**Tarea propuesta A**
Responde con los datos del hilo sobre el puente de diodos:
(i) ¿De qué aparato se sacó el transformador?
(ii) ¿Qué tensión de salida marcó el tester?
(iii) ¿Qué valor de Is se obtuvo en el cálculo?
**Tarea propuesta B**
Transcribe textualmente el fragmento del hilo sobre el puente de diodos desde "Pa=45,5625VA" hasta "le pongo reistencia?", ambos incluidos.

**Documento**

──────────

# Puente de diodos para transformador



## caishi (Jul 27, 2009)

Hola a todos!
despues de varias horas de buscar y buscar me incline a preguntar

tengo un transformador en buenas condiciones que saque de una radio vieja
caracteristicas:

made in Japon (no chino)
entrada *220v*
salida (segun mi tester (chino de $15 argentinos)) *9v* (dio eso exacto)

segun post que vi para calcular I e VA (https://www.forosdeelectronica.com/f21/obtener-algunos-datos-transformadores-17625/)

seccion= 4,5 (segun el post seria A= 1,8cm y B=2,5)
Pa=45,5625VA
Pr=36,45VA
por lo tanto:
Is=4,05A

ahora... de repente me olvide como hacer un puente de diodos .. (Muy triste)

mi consulta:

como calculo que diodos usar para la rectificacion?
que condensador usar?
le pongo reistencia?

quiero que ese transformador 220/9v sea 220/9v de salida en CC (corriente continua)

me dejarian los valores de los diodos y del condensador y o resistencia junto con un diagrama en forma de estrella (es que lo entiendo mejor   )

──────────

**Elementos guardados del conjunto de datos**
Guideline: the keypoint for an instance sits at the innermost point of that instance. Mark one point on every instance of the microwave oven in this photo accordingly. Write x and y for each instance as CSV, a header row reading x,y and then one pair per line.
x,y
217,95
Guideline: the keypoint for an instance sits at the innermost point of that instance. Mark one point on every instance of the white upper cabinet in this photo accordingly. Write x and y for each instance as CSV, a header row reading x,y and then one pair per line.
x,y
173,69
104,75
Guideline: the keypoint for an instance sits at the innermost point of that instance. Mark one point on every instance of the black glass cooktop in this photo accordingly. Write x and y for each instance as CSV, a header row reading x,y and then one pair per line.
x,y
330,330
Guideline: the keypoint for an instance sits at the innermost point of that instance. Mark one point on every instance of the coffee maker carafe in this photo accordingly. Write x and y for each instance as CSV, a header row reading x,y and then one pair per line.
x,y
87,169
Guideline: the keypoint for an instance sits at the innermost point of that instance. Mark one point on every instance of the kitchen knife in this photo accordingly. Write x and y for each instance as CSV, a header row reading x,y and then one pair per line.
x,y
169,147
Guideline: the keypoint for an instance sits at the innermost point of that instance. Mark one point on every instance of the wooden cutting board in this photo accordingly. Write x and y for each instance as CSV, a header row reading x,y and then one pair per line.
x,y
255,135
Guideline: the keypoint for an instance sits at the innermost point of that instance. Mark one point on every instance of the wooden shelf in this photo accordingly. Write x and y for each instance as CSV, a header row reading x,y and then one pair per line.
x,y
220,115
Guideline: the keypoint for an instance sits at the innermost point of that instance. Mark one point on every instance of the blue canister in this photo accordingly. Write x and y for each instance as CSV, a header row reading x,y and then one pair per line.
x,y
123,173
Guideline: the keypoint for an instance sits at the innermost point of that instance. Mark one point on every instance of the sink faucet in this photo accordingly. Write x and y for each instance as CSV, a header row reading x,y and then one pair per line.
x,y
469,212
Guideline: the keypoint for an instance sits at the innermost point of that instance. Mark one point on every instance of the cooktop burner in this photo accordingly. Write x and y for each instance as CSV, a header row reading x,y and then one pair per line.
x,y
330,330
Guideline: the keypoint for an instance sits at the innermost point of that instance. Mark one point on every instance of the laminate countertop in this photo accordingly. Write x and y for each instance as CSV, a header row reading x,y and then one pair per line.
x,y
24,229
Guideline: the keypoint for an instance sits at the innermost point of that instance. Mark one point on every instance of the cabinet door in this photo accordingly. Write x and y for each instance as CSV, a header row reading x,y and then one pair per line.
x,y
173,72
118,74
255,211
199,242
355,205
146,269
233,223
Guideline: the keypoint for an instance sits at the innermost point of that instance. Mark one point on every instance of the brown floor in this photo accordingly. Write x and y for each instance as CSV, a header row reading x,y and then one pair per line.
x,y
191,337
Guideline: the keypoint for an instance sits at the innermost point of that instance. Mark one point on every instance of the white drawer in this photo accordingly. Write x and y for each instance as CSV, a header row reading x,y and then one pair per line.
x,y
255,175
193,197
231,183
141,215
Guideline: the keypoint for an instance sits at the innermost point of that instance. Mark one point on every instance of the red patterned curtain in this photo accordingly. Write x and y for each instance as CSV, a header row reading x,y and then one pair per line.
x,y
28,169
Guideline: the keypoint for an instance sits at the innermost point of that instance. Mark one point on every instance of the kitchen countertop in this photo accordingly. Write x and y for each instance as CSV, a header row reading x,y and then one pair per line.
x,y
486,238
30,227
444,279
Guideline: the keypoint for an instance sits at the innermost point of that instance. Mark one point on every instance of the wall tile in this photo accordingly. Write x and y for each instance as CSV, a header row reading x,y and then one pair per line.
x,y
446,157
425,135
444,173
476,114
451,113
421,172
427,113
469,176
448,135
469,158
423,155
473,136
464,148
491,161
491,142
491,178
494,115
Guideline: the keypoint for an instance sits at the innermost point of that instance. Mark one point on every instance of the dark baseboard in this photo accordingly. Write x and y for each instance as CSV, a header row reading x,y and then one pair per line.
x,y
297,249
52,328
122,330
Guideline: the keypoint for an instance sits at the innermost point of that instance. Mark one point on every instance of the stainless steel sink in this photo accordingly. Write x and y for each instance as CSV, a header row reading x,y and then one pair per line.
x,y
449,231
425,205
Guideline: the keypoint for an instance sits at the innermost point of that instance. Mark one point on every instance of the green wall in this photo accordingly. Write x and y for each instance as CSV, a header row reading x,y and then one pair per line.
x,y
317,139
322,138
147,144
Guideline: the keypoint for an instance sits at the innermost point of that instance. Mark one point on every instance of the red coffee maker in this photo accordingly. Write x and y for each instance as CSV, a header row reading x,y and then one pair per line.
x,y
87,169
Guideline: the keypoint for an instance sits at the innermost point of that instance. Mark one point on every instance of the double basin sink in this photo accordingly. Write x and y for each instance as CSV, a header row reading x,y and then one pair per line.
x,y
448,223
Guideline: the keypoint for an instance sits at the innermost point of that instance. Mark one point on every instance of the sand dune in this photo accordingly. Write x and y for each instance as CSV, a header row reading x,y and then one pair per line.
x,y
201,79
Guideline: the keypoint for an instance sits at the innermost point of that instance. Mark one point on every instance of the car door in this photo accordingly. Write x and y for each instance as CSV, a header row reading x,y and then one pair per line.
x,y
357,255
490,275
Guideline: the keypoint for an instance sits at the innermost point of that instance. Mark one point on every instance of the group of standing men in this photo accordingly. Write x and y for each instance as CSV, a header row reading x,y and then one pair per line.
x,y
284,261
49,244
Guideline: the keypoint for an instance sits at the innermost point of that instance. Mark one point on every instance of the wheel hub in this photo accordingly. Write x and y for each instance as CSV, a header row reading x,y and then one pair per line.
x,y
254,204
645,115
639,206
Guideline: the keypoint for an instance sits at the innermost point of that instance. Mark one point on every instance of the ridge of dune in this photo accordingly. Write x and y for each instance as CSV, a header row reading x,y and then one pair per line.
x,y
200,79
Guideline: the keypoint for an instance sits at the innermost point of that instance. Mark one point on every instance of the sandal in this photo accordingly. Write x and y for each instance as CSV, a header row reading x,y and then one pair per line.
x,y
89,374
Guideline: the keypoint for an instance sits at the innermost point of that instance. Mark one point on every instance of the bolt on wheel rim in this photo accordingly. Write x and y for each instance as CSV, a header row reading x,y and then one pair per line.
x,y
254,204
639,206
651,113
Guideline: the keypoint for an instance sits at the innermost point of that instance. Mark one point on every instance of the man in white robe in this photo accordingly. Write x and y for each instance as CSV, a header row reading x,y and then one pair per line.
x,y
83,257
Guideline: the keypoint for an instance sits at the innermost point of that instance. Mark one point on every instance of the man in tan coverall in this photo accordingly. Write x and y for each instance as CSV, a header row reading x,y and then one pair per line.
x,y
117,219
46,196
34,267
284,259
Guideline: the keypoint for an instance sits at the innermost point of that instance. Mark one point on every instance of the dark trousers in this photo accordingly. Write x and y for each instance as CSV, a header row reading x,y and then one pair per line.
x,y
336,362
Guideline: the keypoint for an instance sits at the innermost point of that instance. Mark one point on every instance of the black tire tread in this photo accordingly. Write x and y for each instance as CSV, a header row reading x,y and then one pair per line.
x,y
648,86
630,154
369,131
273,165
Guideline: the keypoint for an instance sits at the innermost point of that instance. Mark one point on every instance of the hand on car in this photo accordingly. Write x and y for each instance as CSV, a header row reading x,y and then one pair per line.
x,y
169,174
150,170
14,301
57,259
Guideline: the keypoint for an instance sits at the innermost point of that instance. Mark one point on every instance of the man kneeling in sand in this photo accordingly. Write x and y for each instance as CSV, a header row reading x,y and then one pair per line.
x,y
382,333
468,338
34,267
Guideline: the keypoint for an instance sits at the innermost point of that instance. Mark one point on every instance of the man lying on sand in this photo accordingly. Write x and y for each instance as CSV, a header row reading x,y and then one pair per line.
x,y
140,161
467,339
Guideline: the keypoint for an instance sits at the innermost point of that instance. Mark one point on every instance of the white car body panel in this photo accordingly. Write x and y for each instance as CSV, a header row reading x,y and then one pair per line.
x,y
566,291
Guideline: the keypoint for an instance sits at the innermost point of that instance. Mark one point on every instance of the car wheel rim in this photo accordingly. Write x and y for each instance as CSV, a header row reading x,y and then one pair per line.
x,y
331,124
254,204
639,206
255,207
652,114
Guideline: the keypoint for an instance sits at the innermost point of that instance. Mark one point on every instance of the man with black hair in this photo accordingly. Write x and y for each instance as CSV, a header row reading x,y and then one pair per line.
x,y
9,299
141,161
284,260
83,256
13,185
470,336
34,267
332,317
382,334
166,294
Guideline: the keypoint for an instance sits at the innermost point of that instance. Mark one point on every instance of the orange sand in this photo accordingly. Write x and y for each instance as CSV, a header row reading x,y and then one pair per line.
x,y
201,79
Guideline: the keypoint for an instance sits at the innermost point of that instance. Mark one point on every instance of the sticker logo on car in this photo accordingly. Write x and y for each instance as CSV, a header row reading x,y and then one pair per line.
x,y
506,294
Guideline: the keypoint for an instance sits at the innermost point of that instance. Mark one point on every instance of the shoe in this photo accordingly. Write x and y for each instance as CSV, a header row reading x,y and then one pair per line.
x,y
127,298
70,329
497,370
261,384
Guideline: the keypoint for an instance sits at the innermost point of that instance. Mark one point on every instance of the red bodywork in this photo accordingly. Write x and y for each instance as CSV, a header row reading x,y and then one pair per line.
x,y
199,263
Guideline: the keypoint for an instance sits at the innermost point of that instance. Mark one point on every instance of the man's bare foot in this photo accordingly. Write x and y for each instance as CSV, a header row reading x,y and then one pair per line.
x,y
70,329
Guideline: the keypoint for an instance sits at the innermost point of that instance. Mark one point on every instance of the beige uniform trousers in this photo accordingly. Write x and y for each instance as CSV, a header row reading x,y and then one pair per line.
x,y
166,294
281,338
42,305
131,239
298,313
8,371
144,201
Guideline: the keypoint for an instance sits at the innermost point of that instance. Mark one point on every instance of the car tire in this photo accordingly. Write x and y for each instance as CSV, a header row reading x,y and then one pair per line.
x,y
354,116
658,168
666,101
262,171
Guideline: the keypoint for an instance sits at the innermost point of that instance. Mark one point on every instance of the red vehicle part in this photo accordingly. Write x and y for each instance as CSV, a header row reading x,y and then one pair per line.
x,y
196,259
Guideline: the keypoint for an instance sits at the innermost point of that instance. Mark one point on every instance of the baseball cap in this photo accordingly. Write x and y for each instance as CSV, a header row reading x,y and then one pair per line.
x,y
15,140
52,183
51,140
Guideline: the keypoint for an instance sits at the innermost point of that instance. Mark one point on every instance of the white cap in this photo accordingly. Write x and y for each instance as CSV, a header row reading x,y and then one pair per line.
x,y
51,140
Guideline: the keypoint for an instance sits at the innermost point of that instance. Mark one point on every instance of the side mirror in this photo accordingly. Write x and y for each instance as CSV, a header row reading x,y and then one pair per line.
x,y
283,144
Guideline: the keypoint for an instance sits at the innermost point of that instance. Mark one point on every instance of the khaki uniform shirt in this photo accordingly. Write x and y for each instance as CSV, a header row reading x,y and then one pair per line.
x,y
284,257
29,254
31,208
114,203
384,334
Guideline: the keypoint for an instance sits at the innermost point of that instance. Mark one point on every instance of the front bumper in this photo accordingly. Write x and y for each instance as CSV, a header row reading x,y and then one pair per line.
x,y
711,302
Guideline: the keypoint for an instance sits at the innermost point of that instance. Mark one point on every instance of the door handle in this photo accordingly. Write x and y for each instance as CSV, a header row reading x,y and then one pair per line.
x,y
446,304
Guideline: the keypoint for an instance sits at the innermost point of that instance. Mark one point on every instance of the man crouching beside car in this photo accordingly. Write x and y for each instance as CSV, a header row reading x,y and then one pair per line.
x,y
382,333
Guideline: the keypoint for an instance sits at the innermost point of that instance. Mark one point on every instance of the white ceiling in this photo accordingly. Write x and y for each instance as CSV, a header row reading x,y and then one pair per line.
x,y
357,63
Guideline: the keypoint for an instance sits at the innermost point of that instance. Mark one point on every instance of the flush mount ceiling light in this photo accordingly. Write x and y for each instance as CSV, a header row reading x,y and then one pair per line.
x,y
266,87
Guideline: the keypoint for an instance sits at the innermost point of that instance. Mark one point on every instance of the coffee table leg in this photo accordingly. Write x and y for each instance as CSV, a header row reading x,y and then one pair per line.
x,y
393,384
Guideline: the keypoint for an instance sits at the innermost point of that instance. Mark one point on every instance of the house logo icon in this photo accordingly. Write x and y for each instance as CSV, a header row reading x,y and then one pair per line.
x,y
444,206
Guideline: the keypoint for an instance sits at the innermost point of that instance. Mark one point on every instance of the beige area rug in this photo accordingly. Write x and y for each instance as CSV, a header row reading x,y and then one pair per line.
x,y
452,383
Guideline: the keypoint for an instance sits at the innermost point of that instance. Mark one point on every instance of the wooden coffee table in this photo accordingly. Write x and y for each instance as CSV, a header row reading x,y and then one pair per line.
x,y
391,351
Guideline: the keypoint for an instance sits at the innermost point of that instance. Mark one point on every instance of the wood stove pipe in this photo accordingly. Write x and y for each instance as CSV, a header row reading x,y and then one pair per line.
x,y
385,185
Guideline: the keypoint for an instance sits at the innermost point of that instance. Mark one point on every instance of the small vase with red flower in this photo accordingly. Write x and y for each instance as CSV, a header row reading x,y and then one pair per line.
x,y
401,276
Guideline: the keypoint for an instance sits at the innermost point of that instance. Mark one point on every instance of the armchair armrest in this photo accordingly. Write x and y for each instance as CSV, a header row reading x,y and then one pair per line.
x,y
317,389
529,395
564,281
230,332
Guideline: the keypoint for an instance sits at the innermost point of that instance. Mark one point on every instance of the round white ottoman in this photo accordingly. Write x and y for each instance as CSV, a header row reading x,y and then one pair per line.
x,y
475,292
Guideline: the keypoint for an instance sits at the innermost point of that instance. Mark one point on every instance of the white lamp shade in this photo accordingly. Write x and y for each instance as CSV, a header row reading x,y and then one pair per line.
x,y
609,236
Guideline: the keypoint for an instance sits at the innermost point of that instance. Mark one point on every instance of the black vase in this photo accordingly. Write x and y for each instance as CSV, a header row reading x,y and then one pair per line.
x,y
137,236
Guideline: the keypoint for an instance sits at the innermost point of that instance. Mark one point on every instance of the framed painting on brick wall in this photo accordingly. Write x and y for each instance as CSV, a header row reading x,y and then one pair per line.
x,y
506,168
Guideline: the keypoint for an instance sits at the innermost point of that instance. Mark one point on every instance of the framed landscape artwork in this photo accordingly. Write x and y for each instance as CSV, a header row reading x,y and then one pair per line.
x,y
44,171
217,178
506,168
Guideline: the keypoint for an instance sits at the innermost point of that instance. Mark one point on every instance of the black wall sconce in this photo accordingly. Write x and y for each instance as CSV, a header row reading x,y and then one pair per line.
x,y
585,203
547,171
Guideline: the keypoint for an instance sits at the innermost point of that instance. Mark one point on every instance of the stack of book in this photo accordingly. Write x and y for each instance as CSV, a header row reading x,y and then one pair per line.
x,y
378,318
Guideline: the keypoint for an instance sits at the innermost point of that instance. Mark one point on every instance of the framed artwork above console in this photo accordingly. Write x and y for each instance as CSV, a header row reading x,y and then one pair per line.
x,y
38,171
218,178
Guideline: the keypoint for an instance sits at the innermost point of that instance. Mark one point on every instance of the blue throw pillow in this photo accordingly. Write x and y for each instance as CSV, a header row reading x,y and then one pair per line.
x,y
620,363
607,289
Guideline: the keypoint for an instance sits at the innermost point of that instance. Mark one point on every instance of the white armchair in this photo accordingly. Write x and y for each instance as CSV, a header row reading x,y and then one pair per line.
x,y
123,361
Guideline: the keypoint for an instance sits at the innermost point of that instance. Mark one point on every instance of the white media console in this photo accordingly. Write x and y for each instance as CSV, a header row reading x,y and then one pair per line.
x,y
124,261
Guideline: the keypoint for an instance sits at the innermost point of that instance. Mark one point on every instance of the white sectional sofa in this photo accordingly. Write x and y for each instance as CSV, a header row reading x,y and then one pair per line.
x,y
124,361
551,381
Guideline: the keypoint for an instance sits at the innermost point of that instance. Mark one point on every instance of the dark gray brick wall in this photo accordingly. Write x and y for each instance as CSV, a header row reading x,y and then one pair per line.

──────────

**Respuesta completa A**
(i) De una radio vieja.
(ii) 9 V.
(iii) 4,05 A.

**Respuesta completa B**
Pa=45,5625VA
Pr=36,45VA
por lo tanto:
Is=4,05A

ahora... de repente me olvide como hacer un puente de diodos .. (Muy triste)

mi consulta:

como calculo que diodos usar para la rectificacion?
que condensador usar?
le pongo reistencia?